■ Try it ■
As soon as the line containing "[locate] small square" appears in the material below, start returning lines exactly, and end with the line containing "[locate] white baseboard".
[[ Materials provided open ]]
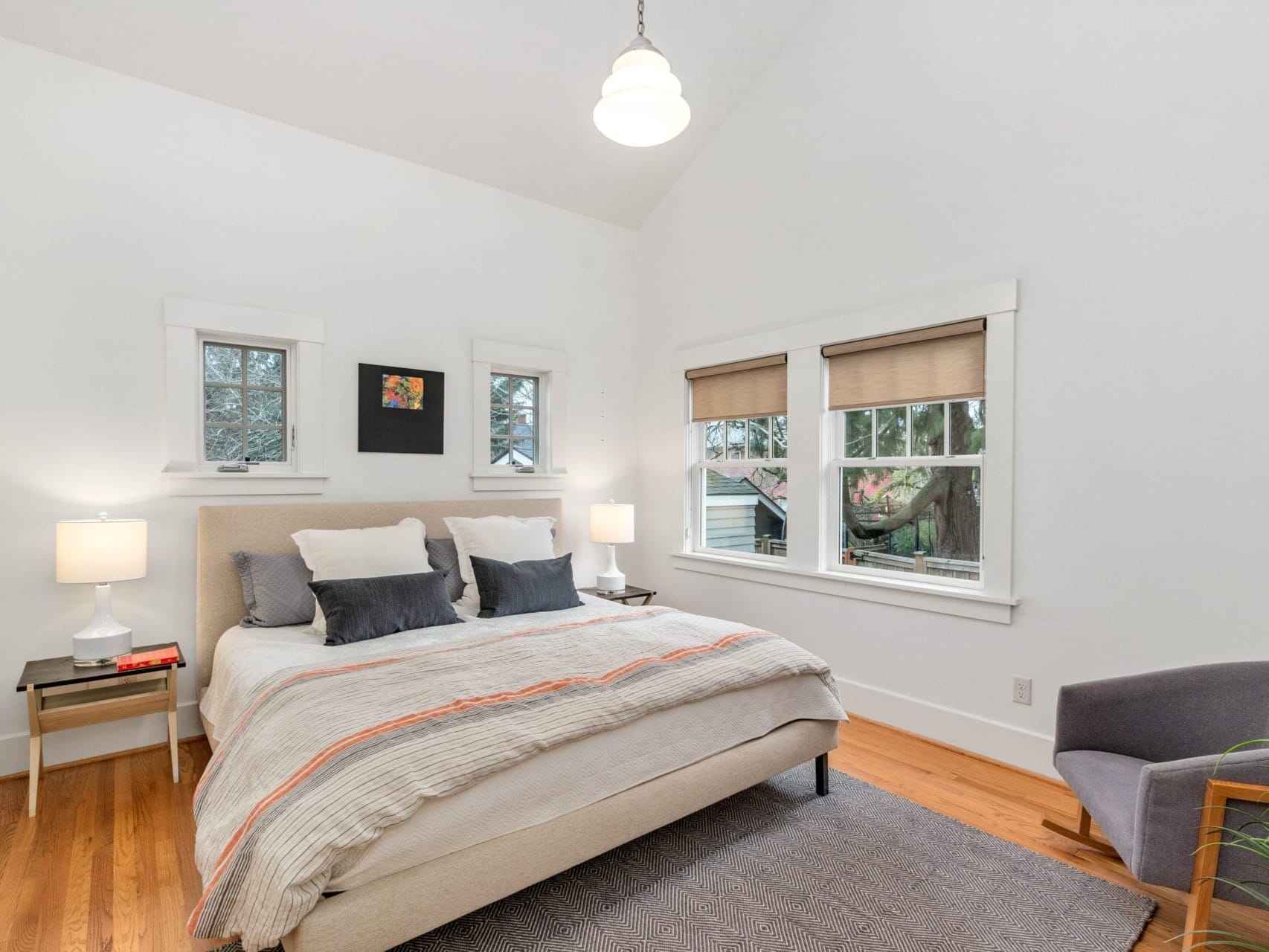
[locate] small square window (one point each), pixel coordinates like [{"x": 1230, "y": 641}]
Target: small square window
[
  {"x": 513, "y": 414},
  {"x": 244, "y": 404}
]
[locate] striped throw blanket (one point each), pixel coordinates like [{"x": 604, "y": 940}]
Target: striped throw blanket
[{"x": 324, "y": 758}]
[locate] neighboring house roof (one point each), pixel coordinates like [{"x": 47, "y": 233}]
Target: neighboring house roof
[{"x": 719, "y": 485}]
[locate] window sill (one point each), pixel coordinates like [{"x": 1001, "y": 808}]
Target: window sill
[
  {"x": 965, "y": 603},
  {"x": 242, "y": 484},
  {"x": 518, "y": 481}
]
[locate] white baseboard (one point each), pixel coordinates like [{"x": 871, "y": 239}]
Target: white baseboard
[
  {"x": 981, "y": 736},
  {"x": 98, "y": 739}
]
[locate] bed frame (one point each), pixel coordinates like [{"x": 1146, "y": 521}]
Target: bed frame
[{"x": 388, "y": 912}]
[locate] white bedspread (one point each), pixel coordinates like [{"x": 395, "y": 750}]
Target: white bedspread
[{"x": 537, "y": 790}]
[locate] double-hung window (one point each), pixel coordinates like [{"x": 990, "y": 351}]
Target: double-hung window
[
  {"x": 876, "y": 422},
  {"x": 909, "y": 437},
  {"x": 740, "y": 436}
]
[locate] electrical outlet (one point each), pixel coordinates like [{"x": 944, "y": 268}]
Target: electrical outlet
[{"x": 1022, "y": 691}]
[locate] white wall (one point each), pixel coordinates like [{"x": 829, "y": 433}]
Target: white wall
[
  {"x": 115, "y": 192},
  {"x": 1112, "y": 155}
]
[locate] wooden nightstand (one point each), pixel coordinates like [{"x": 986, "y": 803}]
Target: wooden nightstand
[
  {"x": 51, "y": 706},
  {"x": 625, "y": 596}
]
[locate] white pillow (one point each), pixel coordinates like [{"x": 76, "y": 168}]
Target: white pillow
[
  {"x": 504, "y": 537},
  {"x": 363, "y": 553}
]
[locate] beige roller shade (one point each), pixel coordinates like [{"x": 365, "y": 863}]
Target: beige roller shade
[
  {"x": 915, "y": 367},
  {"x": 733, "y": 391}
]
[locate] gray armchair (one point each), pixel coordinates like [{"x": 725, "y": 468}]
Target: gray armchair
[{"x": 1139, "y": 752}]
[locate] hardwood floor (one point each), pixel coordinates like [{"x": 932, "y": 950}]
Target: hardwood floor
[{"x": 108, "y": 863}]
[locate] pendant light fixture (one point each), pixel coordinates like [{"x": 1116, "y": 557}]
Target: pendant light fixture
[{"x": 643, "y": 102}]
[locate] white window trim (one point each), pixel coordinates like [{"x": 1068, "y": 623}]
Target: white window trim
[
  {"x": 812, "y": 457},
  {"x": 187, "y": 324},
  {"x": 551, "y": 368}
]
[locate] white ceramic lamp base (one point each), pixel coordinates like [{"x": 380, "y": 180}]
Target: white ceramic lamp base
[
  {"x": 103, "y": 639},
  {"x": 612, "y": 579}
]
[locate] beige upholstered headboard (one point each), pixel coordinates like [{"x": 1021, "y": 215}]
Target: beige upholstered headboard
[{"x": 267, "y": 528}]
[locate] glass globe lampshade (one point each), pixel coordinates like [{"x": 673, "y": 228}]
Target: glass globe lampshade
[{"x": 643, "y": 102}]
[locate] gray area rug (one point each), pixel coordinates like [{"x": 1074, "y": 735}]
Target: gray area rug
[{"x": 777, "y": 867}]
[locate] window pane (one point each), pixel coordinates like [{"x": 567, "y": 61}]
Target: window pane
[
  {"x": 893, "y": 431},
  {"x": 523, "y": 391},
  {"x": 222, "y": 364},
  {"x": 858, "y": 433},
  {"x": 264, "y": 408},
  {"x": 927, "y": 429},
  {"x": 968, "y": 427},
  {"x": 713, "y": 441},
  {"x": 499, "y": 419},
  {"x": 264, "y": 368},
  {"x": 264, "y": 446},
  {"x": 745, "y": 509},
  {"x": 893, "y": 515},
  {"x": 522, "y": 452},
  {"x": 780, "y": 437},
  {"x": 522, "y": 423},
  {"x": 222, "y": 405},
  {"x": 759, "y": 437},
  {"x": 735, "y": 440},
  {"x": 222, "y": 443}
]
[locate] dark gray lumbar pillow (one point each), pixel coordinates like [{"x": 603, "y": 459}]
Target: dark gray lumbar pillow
[[ Materials provided closed ]]
[[ Materials provided open ]]
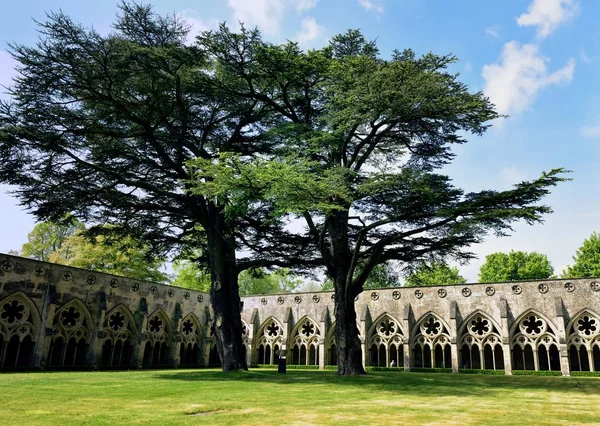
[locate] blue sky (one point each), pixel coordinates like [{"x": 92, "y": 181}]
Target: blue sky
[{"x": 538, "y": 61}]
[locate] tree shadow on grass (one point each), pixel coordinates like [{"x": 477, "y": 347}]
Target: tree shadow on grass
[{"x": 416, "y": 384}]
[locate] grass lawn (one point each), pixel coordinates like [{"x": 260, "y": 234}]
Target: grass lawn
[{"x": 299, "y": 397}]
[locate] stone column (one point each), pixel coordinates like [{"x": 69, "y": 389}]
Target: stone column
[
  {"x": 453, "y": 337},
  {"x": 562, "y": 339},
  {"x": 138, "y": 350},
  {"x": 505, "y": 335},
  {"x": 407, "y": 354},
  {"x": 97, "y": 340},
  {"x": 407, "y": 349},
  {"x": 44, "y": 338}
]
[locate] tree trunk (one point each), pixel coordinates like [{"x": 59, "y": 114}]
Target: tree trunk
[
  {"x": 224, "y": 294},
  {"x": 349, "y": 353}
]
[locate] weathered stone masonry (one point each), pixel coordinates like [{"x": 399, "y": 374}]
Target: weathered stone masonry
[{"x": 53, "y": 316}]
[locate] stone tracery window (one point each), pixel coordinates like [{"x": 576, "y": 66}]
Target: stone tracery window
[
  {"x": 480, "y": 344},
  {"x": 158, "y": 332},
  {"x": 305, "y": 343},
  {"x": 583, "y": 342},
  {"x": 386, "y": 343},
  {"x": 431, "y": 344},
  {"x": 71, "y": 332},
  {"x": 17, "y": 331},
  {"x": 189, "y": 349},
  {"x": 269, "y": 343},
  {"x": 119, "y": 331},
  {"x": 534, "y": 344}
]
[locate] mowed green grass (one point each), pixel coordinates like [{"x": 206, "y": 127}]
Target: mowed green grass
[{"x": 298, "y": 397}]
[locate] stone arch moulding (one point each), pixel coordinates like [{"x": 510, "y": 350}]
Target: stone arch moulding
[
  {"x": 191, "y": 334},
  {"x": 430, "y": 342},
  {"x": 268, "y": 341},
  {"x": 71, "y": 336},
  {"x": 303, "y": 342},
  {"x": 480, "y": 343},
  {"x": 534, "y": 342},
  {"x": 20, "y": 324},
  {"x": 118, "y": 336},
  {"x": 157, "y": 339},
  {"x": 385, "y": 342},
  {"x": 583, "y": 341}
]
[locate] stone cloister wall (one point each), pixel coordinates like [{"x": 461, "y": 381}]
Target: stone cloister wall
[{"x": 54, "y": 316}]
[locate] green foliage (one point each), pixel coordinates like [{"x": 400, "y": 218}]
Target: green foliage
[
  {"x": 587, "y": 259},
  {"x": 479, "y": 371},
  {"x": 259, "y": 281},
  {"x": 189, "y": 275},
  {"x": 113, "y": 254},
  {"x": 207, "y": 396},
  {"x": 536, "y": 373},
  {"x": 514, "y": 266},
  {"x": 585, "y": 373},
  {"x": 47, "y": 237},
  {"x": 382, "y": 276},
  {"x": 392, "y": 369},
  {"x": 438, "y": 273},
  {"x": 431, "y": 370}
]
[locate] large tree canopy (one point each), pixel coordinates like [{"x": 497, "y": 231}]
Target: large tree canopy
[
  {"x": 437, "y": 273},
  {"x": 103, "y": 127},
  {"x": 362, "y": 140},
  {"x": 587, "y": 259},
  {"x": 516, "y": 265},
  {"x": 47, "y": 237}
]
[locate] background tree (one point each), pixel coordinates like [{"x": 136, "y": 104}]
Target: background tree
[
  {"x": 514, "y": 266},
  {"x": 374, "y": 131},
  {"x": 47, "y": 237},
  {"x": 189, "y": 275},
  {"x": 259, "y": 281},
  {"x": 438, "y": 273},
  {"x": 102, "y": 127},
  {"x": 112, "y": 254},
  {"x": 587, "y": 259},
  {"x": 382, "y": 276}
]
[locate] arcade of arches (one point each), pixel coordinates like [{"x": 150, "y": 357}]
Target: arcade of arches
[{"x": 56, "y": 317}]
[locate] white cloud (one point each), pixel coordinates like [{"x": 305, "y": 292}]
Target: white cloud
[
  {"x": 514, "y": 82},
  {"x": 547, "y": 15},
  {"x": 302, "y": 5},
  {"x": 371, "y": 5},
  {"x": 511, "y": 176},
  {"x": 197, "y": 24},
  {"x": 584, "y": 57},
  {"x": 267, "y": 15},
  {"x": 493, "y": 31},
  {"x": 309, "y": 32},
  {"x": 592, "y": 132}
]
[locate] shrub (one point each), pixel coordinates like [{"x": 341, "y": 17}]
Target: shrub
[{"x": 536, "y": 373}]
[[ Materials provided closed ]]
■ Solved problem ■
[locate] small square window (one point each), pixel coordinates like [{"x": 1230, "y": 641}]
Target: small square window
[
  {"x": 513, "y": 414},
  {"x": 244, "y": 404}
]
[locate] striped throw blanket (one point each), pixel coordinates like [{"x": 604, "y": 940}]
Target: striped throw blanket
[{"x": 324, "y": 758}]
[locate] neighboring house roof (one point each), pixel coordinates like [{"x": 47, "y": 233}]
Target: neighboring house roof
[{"x": 719, "y": 485}]
[locate] window sill (one point each), pixel coordinates like [{"x": 1001, "y": 808}]
Target: window sill
[
  {"x": 965, "y": 603},
  {"x": 242, "y": 484},
  {"x": 518, "y": 481}
]
[locate] white baseboard (one point each), pixel coordinates like [{"x": 871, "y": 239}]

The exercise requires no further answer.